### Dataset records

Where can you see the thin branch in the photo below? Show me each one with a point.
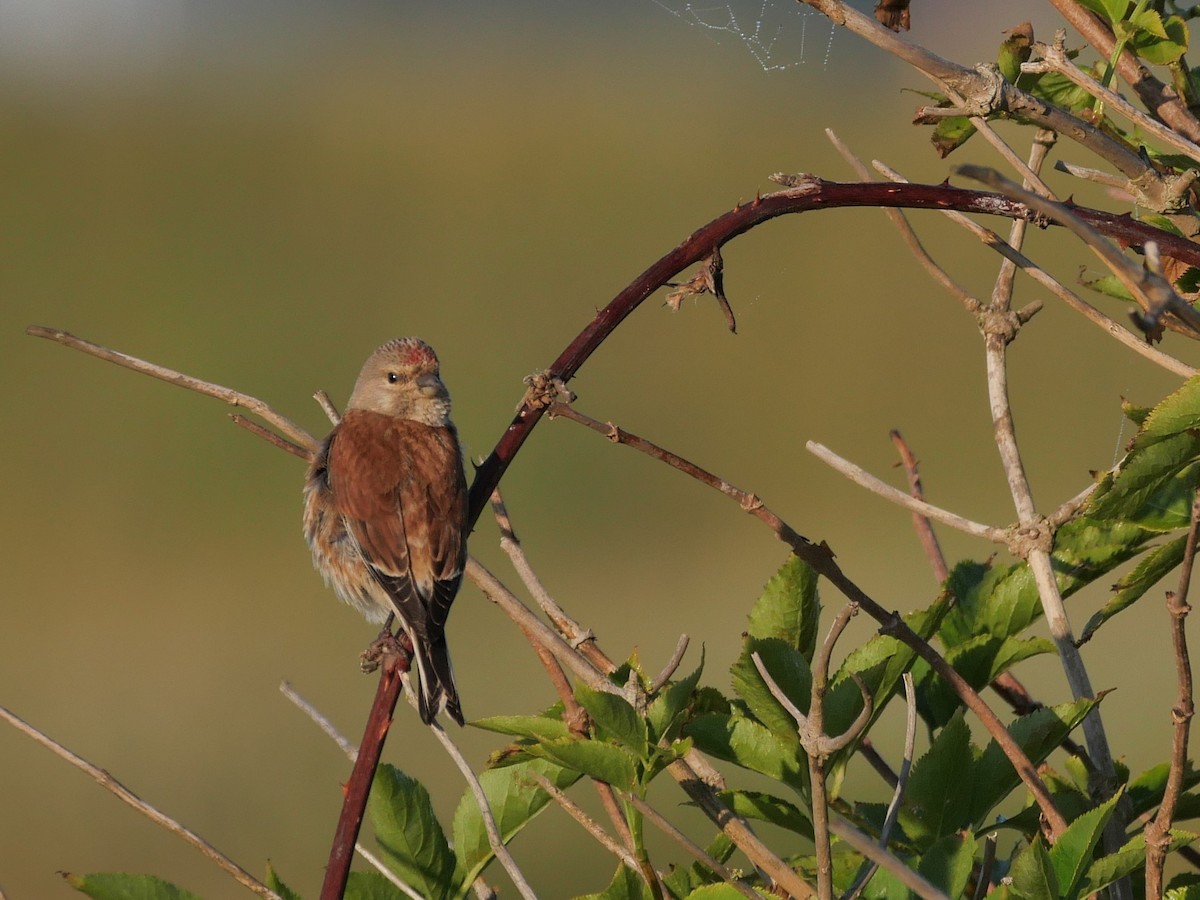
(345, 744)
(589, 825)
(921, 523)
(377, 864)
(1158, 832)
(889, 820)
(123, 793)
(493, 834)
(1131, 341)
(873, 851)
(690, 846)
(918, 507)
(178, 378)
(822, 561)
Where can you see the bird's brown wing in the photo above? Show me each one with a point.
(401, 489)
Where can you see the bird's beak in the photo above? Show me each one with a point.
(431, 385)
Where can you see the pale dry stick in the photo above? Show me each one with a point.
(1054, 58)
(377, 864)
(889, 819)
(1131, 341)
(575, 634)
(1033, 539)
(123, 793)
(589, 825)
(1158, 831)
(910, 237)
(1162, 99)
(822, 559)
(910, 877)
(345, 744)
(1153, 293)
(171, 376)
(864, 479)
(493, 834)
(690, 846)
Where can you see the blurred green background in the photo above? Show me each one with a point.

######

The reply should hold every line of the records unchanged and no pictures.

Where can you see the thin branch in the photo below? Show me each one with a point.
(345, 744)
(589, 825)
(921, 523)
(377, 864)
(1158, 832)
(889, 820)
(123, 793)
(493, 834)
(1131, 341)
(873, 851)
(690, 846)
(918, 507)
(178, 378)
(822, 561)
Where can you see the bird's brown wing in the photo above? Show me each one with a point.
(401, 489)
Where can you see the bird's beak in the photo above? Show me each one with a point.
(431, 385)
Where can you see the pale dry stick in the photo above? Show me each one with a point.
(1054, 58)
(377, 864)
(889, 819)
(1131, 341)
(575, 634)
(1033, 539)
(123, 793)
(589, 825)
(1158, 831)
(910, 237)
(1162, 99)
(822, 559)
(910, 877)
(345, 744)
(1153, 293)
(171, 376)
(864, 479)
(493, 834)
(690, 846)
Where can you see the blurred green background in the photo above? Show me each one with a point.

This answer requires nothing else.